*Objective*. Give a verbatim quotation of every record.

*Material provided*.
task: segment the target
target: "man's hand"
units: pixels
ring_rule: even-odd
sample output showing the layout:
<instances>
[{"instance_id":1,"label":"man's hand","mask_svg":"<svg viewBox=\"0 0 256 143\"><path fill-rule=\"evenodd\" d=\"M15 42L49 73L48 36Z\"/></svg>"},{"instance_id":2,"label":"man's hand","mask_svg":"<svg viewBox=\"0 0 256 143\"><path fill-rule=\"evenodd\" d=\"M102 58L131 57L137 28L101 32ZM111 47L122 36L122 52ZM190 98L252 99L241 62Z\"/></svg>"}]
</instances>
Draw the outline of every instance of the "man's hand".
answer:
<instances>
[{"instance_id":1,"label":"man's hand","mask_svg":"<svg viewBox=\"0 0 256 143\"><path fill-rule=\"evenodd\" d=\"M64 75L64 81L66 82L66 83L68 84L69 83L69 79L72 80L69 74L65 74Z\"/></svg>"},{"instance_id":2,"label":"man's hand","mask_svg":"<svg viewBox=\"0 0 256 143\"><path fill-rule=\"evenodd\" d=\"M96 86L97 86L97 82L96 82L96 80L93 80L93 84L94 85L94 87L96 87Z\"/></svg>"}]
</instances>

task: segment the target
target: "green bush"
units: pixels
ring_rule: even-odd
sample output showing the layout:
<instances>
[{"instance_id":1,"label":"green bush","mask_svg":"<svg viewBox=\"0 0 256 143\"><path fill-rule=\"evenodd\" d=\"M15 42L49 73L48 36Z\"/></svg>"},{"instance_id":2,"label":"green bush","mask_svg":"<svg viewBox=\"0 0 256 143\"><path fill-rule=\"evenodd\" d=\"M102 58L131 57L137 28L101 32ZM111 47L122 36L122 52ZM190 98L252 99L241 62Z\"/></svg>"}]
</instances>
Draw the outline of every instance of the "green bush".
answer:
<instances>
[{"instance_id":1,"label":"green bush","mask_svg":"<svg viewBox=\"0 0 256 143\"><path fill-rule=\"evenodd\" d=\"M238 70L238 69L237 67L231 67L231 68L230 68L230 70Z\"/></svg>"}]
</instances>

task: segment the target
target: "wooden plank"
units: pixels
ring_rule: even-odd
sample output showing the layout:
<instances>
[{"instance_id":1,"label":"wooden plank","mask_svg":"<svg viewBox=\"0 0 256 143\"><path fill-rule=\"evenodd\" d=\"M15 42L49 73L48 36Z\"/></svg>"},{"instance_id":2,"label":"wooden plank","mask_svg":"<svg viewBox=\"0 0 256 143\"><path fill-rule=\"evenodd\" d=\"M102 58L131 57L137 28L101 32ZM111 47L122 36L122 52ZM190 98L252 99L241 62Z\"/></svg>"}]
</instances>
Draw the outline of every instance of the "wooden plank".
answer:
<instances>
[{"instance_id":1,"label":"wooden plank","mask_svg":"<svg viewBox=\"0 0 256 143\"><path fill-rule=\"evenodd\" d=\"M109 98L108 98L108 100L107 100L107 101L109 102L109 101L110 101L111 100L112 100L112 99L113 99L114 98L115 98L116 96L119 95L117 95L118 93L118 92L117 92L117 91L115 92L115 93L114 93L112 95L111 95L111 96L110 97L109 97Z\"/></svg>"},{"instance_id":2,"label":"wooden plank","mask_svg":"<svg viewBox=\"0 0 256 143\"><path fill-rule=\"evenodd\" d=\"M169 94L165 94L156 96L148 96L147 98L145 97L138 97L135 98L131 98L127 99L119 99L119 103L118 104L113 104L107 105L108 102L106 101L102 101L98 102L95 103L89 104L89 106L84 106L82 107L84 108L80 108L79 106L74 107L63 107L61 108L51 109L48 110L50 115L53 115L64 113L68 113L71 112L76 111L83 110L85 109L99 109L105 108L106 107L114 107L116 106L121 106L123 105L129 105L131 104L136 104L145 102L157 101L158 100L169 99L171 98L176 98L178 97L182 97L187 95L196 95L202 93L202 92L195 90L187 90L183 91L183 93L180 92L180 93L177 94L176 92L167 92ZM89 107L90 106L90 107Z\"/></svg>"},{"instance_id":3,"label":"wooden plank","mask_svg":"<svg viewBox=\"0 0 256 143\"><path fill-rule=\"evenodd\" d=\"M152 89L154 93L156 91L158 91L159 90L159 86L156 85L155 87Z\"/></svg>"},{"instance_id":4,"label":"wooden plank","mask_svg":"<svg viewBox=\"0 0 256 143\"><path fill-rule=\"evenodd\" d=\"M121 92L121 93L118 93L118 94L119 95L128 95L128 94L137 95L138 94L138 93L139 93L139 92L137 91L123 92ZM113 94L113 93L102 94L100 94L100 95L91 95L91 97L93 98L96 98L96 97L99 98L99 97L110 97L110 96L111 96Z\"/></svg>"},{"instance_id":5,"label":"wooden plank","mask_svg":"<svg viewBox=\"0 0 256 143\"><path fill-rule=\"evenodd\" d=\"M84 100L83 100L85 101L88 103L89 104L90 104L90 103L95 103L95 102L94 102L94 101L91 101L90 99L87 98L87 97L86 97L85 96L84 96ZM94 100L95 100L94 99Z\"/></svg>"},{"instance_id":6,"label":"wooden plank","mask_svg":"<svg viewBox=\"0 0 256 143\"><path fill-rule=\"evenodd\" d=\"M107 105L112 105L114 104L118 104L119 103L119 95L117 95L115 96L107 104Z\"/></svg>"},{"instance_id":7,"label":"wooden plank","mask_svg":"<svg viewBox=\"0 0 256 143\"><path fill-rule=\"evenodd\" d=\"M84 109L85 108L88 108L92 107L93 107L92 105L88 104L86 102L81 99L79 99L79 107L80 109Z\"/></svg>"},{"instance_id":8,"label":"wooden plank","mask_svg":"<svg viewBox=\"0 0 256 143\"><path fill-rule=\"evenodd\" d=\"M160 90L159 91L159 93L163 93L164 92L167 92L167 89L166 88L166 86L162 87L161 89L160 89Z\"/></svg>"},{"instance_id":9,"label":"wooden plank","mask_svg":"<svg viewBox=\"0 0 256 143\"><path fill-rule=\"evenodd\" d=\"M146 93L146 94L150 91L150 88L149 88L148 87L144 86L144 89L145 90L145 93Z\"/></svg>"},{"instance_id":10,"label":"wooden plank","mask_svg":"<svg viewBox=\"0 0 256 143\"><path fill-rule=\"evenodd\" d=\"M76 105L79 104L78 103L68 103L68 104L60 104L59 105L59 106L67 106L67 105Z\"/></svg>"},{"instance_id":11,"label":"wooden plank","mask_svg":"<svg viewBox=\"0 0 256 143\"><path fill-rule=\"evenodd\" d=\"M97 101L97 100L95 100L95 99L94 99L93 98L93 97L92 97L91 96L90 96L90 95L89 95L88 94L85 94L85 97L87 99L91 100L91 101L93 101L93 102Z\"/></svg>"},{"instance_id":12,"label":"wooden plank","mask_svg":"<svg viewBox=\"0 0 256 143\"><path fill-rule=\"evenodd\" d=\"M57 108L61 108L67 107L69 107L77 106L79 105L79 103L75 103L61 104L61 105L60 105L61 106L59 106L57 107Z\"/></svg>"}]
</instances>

*Expected answer*.
task: segment the target
target: "man's hand"
units: pixels
ring_rule: even-odd
sample output showing the layout:
<instances>
[{"instance_id":1,"label":"man's hand","mask_svg":"<svg viewBox=\"0 0 256 143\"><path fill-rule=\"evenodd\" d=\"M15 42L49 73L48 36Z\"/></svg>"},{"instance_id":2,"label":"man's hand","mask_svg":"<svg viewBox=\"0 0 256 143\"><path fill-rule=\"evenodd\" d=\"M102 58L131 57L137 28L101 32ZM111 47L122 36L122 52ZM190 98L252 99L241 62Z\"/></svg>"}]
</instances>
Draw the outline of every instance of the "man's hand".
answer:
<instances>
[{"instance_id":1,"label":"man's hand","mask_svg":"<svg viewBox=\"0 0 256 143\"><path fill-rule=\"evenodd\" d=\"M64 75L64 81L66 82L66 83L68 84L69 83L69 79L72 80L69 74L65 74Z\"/></svg>"},{"instance_id":2,"label":"man's hand","mask_svg":"<svg viewBox=\"0 0 256 143\"><path fill-rule=\"evenodd\" d=\"M96 86L97 86L97 82L96 82L96 80L93 80L93 84L94 85L94 87L96 87Z\"/></svg>"}]
</instances>

task: segment the target
target: "green bush"
units: pixels
ring_rule: even-odd
sample output showing the layout:
<instances>
[{"instance_id":1,"label":"green bush","mask_svg":"<svg viewBox=\"0 0 256 143\"><path fill-rule=\"evenodd\" d=\"M15 42L49 73L48 36Z\"/></svg>"},{"instance_id":2,"label":"green bush","mask_svg":"<svg viewBox=\"0 0 256 143\"><path fill-rule=\"evenodd\" d=\"M102 58L131 57L137 28L101 32ZM111 47L122 36L122 52ZM190 98L252 99L241 62Z\"/></svg>"}]
</instances>
Draw the outline of every instance of the "green bush".
answer:
<instances>
[{"instance_id":1,"label":"green bush","mask_svg":"<svg viewBox=\"0 0 256 143\"><path fill-rule=\"evenodd\" d=\"M238 70L238 69L237 67L231 67L231 68L230 68L230 70Z\"/></svg>"}]
</instances>

task: segment the target
target: "wooden plank"
units: pixels
ring_rule: even-odd
sample output showing the layout:
<instances>
[{"instance_id":1,"label":"wooden plank","mask_svg":"<svg viewBox=\"0 0 256 143\"><path fill-rule=\"evenodd\" d=\"M15 42L49 73L48 36Z\"/></svg>"},{"instance_id":2,"label":"wooden plank","mask_svg":"<svg viewBox=\"0 0 256 143\"><path fill-rule=\"evenodd\" d=\"M102 58L131 57L137 28L101 32ZM111 47L122 36L122 52ZM190 98L252 99L241 62Z\"/></svg>"}]
</instances>
Draw the outline of every instance of the "wooden plank".
answer:
<instances>
[{"instance_id":1,"label":"wooden plank","mask_svg":"<svg viewBox=\"0 0 256 143\"><path fill-rule=\"evenodd\" d=\"M109 98L108 98L108 100L107 100L107 101L109 102L109 101L110 101L111 100L112 100L112 99L113 99L114 98L115 98L116 96L119 95L117 95L118 93L118 92L117 92L117 91L115 92L115 93L114 93L112 95L111 95L111 96L110 97L109 97Z\"/></svg>"},{"instance_id":2,"label":"wooden plank","mask_svg":"<svg viewBox=\"0 0 256 143\"><path fill-rule=\"evenodd\" d=\"M169 94L165 94L156 96L148 96L147 98L145 97L138 97L135 98L131 98L127 99L119 99L119 103L118 104L113 104L107 105L108 102L106 101L102 101L98 102L95 103L89 104L89 106L84 106L82 107L84 108L80 108L79 106L74 107L63 107L61 108L51 109L48 110L50 115L53 115L64 113L68 113L71 112L76 111L83 110L85 109L99 109L105 108L106 107L114 107L116 106L121 106L123 105L129 105L131 104L136 104L145 102L157 101L158 100L169 99L171 98L176 98L178 97L182 97L187 95L196 95L202 93L202 92L195 90L187 90L183 91L183 93L180 92L180 93L177 94L176 92L167 92ZM89 107L90 106L90 107Z\"/></svg>"},{"instance_id":3,"label":"wooden plank","mask_svg":"<svg viewBox=\"0 0 256 143\"><path fill-rule=\"evenodd\" d=\"M152 89L154 93L156 91L158 91L159 90L159 86L156 85L155 87Z\"/></svg>"},{"instance_id":4,"label":"wooden plank","mask_svg":"<svg viewBox=\"0 0 256 143\"><path fill-rule=\"evenodd\" d=\"M121 92L121 93L118 93L118 94L119 95L128 95L128 94L137 95L138 94L138 93L139 93L139 92L137 91L123 92ZM113 94L113 93L102 94L100 94L100 95L91 95L91 97L93 98L96 98L96 97L99 98L99 97L110 97L110 96L111 96Z\"/></svg>"},{"instance_id":5,"label":"wooden plank","mask_svg":"<svg viewBox=\"0 0 256 143\"><path fill-rule=\"evenodd\" d=\"M84 100L83 100L85 101L88 103L89 104L90 104L90 103L95 103L95 102L94 102L94 101L91 101L90 99L87 98L87 97L86 97L85 96L84 96ZM94 100L95 100L94 99Z\"/></svg>"},{"instance_id":6,"label":"wooden plank","mask_svg":"<svg viewBox=\"0 0 256 143\"><path fill-rule=\"evenodd\" d=\"M107 105L112 105L114 104L118 104L119 103L119 95L117 95L115 96L107 104Z\"/></svg>"},{"instance_id":7,"label":"wooden plank","mask_svg":"<svg viewBox=\"0 0 256 143\"><path fill-rule=\"evenodd\" d=\"M84 109L85 108L88 108L92 107L93 107L92 105L88 104L86 102L81 99L79 99L79 107L80 109Z\"/></svg>"},{"instance_id":8,"label":"wooden plank","mask_svg":"<svg viewBox=\"0 0 256 143\"><path fill-rule=\"evenodd\" d=\"M160 90L159 91L159 93L163 93L164 92L167 92L167 89L166 88L166 86L162 87L161 89L160 89Z\"/></svg>"},{"instance_id":9,"label":"wooden plank","mask_svg":"<svg viewBox=\"0 0 256 143\"><path fill-rule=\"evenodd\" d=\"M146 93L146 94L150 91L150 88L149 88L148 87L144 86L144 89L145 90L145 93Z\"/></svg>"},{"instance_id":10,"label":"wooden plank","mask_svg":"<svg viewBox=\"0 0 256 143\"><path fill-rule=\"evenodd\" d=\"M76 105L79 104L78 103L68 103L68 104L60 104L59 105L59 106L67 106L67 105Z\"/></svg>"},{"instance_id":11,"label":"wooden plank","mask_svg":"<svg viewBox=\"0 0 256 143\"><path fill-rule=\"evenodd\" d=\"M97 101L97 100L95 100L95 99L94 99L93 98L93 97L92 97L91 96L90 96L90 95L89 95L88 94L85 94L85 97L87 99L91 100L91 101L93 101L93 102Z\"/></svg>"},{"instance_id":12,"label":"wooden plank","mask_svg":"<svg viewBox=\"0 0 256 143\"><path fill-rule=\"evenodd\" d=\"M57 108L61 108L67 107L69 107L77 106L79 105L79 103L75 103L61 104L61 105L60 105L61 106L59 106L57 107Z\"/></svg>"}]
</instances>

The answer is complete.